Your instructions:
Nothing but the lines from the line with "Return one point per instance of the open field" to the end of the records below should appear in the answer, each exactly as given.

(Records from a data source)
***
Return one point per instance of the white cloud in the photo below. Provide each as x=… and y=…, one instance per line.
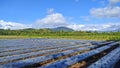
x=110, y=11
x=107, y=12
x=77, y=0
x=50, y=11
x=52, y=20
x=112, y=2
x=12, y=25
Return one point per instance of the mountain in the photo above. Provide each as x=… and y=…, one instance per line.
x=62, y=29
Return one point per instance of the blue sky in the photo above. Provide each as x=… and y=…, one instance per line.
x=76, y=14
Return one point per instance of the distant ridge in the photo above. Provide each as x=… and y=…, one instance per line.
x=62, y=29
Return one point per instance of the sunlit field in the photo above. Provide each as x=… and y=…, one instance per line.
x=59, y=53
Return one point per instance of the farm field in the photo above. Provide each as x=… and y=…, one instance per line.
x=59, y=53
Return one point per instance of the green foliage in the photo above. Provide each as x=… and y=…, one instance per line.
x=48, y=33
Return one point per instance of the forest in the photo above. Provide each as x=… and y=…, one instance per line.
x=48, y=33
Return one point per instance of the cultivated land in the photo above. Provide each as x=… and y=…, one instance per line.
x=47, y=33
x=59, y=53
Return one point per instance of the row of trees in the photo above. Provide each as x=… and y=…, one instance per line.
x=50, y=32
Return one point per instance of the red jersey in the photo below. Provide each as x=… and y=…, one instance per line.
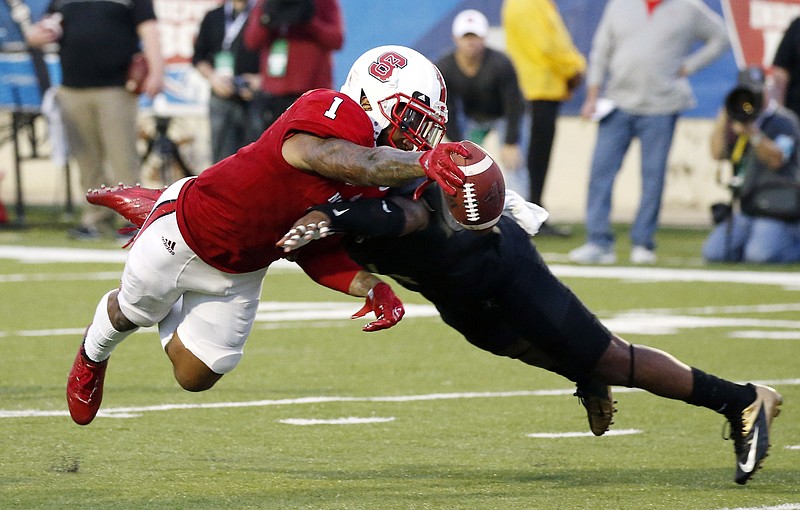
x=234, y=212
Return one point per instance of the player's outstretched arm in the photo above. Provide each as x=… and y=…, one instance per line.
x=373, y=166
x=372, y=217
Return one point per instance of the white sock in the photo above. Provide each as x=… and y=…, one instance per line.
x=102, y=338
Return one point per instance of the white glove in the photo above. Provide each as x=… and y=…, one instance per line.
x=528, y=215
x=301, y=235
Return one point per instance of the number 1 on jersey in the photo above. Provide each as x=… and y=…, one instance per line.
x=331, y=113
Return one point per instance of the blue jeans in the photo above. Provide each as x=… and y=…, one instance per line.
x=614, y=136
x=753, y=239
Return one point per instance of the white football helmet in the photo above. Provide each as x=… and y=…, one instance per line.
x=404, y=90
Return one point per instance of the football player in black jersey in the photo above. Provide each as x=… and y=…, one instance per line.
x=495, y=289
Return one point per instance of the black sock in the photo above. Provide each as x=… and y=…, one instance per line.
x=720, y=395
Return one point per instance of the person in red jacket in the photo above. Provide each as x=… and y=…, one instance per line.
x=296, y=41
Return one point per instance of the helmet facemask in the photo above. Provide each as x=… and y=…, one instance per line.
x=414, y=118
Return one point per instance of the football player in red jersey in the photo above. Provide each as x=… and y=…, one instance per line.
x=197, y=264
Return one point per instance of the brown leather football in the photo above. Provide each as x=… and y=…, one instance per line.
x=479, y=204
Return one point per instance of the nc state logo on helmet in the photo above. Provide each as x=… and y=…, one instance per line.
x=402, y=90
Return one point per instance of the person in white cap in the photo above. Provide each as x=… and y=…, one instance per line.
x=483, y=95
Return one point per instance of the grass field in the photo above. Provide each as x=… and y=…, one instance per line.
x=322, y=416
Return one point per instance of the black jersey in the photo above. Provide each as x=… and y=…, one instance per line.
x=493, y=288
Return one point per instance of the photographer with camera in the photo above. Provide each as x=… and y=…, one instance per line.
x=296, y=40
x=760, y=139
x=232, y=72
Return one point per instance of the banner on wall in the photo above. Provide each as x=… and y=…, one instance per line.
x=756, y=28
x=185, y=92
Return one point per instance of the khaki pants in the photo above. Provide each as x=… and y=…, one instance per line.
x=101, y=130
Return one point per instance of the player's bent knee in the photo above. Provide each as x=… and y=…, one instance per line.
x=196, y=381
x=117, y=318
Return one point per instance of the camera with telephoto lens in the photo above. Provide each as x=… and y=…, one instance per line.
x=743, y=104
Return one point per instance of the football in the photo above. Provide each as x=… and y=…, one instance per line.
x=479, y=204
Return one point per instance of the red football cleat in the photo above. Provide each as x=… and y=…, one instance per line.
x=134, y=203
x=85, y=388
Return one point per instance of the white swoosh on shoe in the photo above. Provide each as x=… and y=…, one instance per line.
x=748, y=466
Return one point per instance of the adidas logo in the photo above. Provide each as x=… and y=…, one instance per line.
x=169, y=245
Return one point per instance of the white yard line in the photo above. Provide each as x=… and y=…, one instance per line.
x=646, y=274
x=128, y=412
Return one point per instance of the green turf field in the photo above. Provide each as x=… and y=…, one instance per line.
x=319, y=415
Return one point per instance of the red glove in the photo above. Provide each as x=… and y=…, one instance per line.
x=387, y=307
x=440, y=167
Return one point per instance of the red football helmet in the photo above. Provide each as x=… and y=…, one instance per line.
x=404, y=90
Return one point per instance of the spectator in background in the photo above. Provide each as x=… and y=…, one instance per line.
x=786, y=68
x=757, y=140
x=232, y=72
x=549, y=68
x=646, y=49
x=99, y=114
x=296, y=40
x=482, y=93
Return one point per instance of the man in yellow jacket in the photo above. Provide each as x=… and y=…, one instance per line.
x=549, y=67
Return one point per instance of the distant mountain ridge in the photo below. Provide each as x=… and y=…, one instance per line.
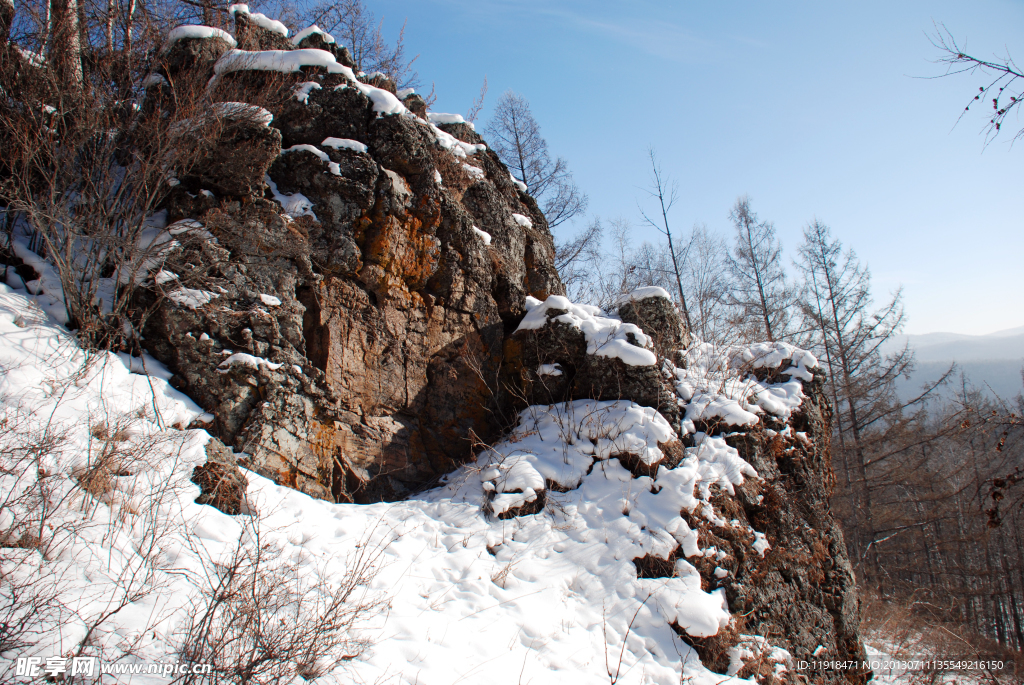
x=992, y=362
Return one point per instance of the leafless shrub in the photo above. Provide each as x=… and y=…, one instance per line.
x=85, y=167
x=910, y=630
x=264, y=618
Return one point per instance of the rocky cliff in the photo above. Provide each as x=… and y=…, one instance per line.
x=396, y=253
x=365, y=302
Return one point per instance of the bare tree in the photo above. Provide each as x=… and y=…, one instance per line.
x=474, y=109
x=707, y=280
x=861, y=379
x=515, y=135
x=357, y=29
x=577, y=259
x=760, y=287
x=1003, y=85
x=667, y=193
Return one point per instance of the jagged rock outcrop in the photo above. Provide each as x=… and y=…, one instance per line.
x=220, y=480
x=363, y=299
x=396, y=254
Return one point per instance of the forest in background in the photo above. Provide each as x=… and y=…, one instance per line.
x=929, y=488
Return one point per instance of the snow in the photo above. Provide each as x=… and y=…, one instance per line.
x=470, y=597
x=189, y=31
x=605, y=336
x=164, y=276
x=484, y=236
x=454, y=144
x=518, y=183
x=259, y=19
x=192, y=298
x=243, y=111
x=34, y=58
x=247, y=360
x=154, y=80
x=440, y=118
x=279, y=60
x=644, y=293
x=523, y=220
x=301, y=91
x=761, y=544
x=718, y=384
x=305, y=33
x=295, y=205
x=345, y=143
x=333, y=167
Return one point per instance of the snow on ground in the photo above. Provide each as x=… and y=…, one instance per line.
x=606, y=336
x=721, y=384
x=546, y=598
x=192, y=31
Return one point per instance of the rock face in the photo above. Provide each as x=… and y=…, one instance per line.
x=377, y=367
x=363, y=299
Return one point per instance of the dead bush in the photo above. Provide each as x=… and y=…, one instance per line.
x=262, y=618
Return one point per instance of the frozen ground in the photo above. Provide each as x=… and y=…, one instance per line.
x=455, y=595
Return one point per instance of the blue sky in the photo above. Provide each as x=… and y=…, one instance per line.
x=813, y=110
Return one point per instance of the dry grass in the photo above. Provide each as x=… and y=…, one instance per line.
x=914, y=630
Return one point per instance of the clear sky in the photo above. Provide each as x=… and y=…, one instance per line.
x=812, y=109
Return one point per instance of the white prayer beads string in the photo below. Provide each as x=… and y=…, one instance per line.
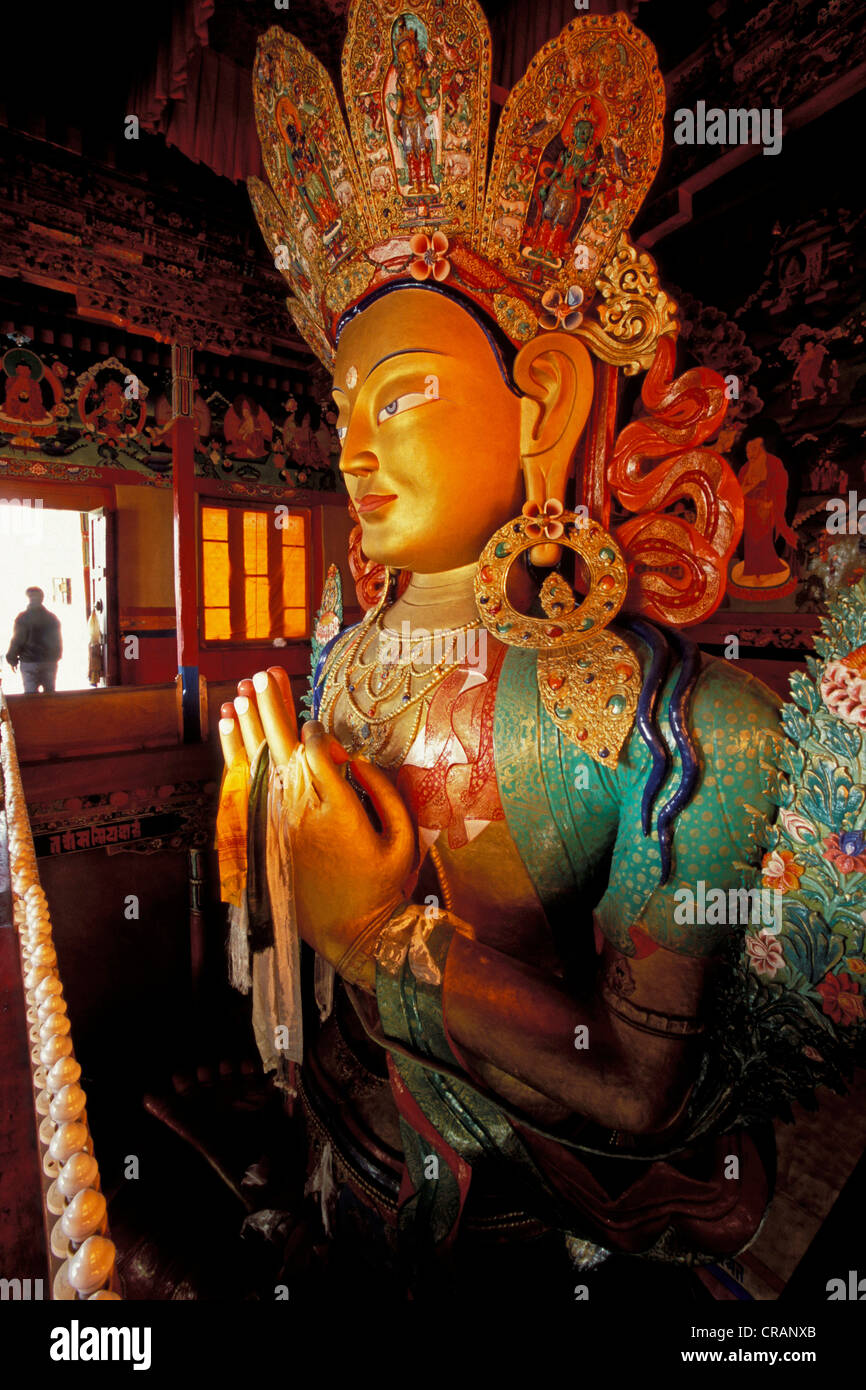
x=81, y=1255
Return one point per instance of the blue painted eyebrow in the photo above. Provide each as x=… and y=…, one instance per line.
x=401, y=352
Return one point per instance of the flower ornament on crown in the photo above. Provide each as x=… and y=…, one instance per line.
x=399, y=196
x=401, y=193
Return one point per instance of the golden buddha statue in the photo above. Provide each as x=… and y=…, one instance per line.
x=513, y=774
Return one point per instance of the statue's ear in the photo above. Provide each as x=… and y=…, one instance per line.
x=553, y=374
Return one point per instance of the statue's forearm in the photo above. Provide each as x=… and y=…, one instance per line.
x=527, y=1025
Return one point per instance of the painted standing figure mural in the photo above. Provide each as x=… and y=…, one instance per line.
x=534, y=1020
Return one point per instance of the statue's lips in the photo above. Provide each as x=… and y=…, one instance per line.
x=373, y=502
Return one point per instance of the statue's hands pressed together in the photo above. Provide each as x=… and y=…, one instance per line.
x=348, y=877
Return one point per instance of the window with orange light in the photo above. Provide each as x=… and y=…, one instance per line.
x=255, y=574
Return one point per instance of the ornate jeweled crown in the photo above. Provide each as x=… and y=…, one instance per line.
x=402, y=195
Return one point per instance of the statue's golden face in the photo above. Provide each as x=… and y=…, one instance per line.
x=430, y=432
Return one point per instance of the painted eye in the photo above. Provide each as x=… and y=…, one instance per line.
x=396, y=407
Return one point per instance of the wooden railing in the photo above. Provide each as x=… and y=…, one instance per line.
x=81, y=1258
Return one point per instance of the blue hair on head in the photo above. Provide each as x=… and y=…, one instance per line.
x=677, y=717
x=501, y=346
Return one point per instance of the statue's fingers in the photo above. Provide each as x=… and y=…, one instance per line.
x=284, y=685
x=278, y=727
x=231, y=740
x=252, y=727
x=389, y=806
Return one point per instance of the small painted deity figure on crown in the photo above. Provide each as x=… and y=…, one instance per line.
x=517, y=767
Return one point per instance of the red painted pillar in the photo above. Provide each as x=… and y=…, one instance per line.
x=185, y=533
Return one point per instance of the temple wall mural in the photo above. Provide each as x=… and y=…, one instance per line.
x=433, y=726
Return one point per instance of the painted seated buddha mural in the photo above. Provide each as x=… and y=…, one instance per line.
x=521, y=783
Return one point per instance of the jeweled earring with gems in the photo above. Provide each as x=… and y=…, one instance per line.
x=588, y=679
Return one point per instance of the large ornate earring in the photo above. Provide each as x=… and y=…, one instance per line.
x=588, y=679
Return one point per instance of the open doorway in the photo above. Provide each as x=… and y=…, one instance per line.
x=46, y=548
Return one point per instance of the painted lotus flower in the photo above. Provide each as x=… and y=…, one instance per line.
x=562, y=313
x=544, y=521
x=847, y=851
x=765, y=954
x=781, y=870
x=801, y=830
x=430, y=256
x=841, y=998
x=844, y=687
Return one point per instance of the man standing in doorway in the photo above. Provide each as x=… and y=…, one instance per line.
x=36, y=644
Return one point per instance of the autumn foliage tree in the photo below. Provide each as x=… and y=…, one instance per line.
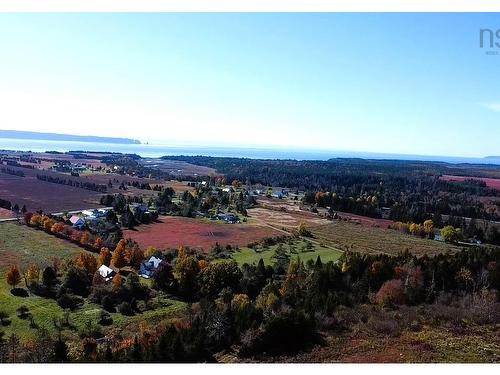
x=118, y=259
x=391, y=293
x=32, y=273
x=57, y=228
x=13, y=276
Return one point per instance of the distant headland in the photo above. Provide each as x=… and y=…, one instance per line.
x=15, y=134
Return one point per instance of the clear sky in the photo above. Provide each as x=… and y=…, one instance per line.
x=402, y=83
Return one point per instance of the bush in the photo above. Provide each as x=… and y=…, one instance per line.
x=20, y=292
x=107, y=304
x=104, y=318
x=23, y=312
x=125, y=309
x=69, y=301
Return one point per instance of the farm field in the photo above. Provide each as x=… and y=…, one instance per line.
x=172, y=232
x=305, y=253
x=24, y=246
x=286, y=213
x=350, y=236
x=493, y=183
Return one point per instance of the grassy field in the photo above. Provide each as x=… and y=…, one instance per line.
x=349, y=236
x=23, y=246
x=300, y=248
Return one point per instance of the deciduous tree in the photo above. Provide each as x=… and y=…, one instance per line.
x=13, y=276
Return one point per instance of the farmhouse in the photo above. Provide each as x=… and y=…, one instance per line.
x=148, y=267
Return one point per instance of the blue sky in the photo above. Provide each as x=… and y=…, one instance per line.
x=401, y=83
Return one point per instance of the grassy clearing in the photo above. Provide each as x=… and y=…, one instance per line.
x=23, y=246
x=297, y=248
x=349, y=236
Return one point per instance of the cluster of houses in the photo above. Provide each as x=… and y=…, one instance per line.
x=88, y=216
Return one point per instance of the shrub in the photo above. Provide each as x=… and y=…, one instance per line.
x=390, y=293
x=104, y=318
x=23, y=312
x=281, y=334
x=125, y=308
x=69, y=301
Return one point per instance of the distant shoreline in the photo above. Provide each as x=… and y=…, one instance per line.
x=28, y=135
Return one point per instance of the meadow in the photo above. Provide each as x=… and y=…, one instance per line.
x=201, y=234
x=23, y=246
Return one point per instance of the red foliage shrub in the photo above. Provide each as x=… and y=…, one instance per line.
x=390, y=293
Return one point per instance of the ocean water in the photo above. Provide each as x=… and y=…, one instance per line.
x=157, y=150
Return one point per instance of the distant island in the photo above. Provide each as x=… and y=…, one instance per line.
x=15, y=134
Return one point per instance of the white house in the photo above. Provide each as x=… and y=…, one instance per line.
x=106, y=272
x=76, y=221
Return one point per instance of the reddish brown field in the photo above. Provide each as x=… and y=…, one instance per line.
x=172, y=232
x=493, y=183
x=284, y=213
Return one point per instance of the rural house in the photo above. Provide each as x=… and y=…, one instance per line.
x=106, y=272
x=77, y=222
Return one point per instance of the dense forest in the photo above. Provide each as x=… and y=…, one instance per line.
x=412, y=190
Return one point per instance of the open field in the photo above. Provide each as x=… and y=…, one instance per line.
x=171, y=232
x=23, y=246
x=493, y=183
x=46, y=196
x=349, y=236
x=300, y=247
***
Solution for this problem:
Return one point per instance of the open field in the photo above. Provide each as x=… and y=…, one instance per line.
x=171, y=232
x=23, y=246
x=493, y=183
x=46, y=196
x=349, y=236
x=300, y=247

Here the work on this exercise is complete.